• EXERCISE INSTRUCTIONS
Repeat word for word everything in the hiking journal below, from "4/8 Daleville, VA" down to "not as excited.".
* begin DOCUMENT SECTION *
A Dreary Week

5/7 Zero in Daleville, VA

Today we had a lazy zero. Watched The Princess Bride and Galaxy Quest, the former of which Stitch declared to be the greatest movie of all time. Her and Bevo were quoting the movie the entire time, much to Bright Bags disappointment. I enjoyed The Princess Bride much more than Galaxy Quest.

We headed over to the outfitter to get some more fuel and there was a coffee shop next door with very good wifi, which is somewhat of a rarity on the trail so we hung out there for quite a while.

After that we went back to Bevo’s friends room so I could use his computer to begin to calculate Secret Agent units for the whole trail. As it turns out, despite everyone saying that the north has much more elevation gain, it is not true. VT, NH, and ME do have more, but that is cancelled out by the flatter PA, MD, NJ, NY, CT, and MA. Therefore using elevation and miles to measure trail doesn’t end up being significantly different than just miles. While including terrain and weather would be a substantial improvement, that is work for future researchers. I still think that within days and weeks using secret agent is useful, even if it isn’t for the whole trail.

Over my objections (because they don’t deliver before 4pm) we ate at Pizza Hut because it was so close to the hotel.

4/8 Daleville, VA to Bearwallow Gap (21.6 miles) 

Today was pretty uneventful, other than the slight extension of our slackpack. We had intended to stop after about 15 miles, but the Blue Ridge Parkway was closed, so we had to extend our hike to reach the next road at which Bevo’s friends could pick us up. I was happy about the extra miles, but Stitch was not as excited.
* end DOCUMENT SECTION *
* begin DATASET EXCERPT *
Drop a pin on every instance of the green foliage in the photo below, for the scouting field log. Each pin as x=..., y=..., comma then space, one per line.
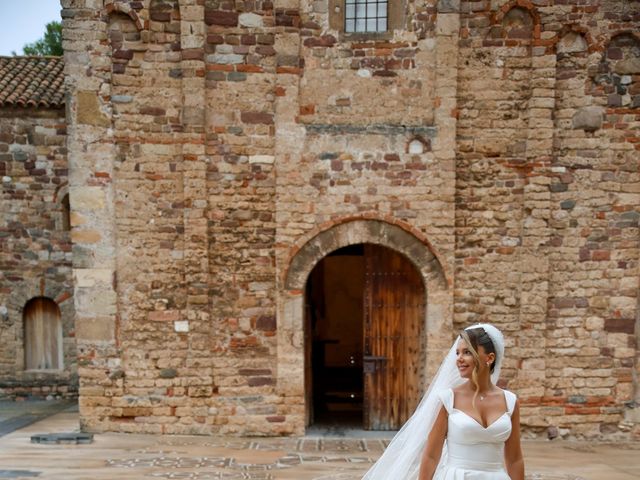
* end DATASET EXCERPT *
• EXERCISE RESULT
4/8 Daleville, VA to Bearwallow Gap (21.6 miles) 

Today was pretty uneventful, other than the slight extension of our slackpack. We had intended to stop after about 15 miles, but the Blue Ridge Parkway was closed, so we had to extend our hike to reach the next road at which Bevo’s friends could pick us up. I was happy about the extra miles, but Stitch was not as excited.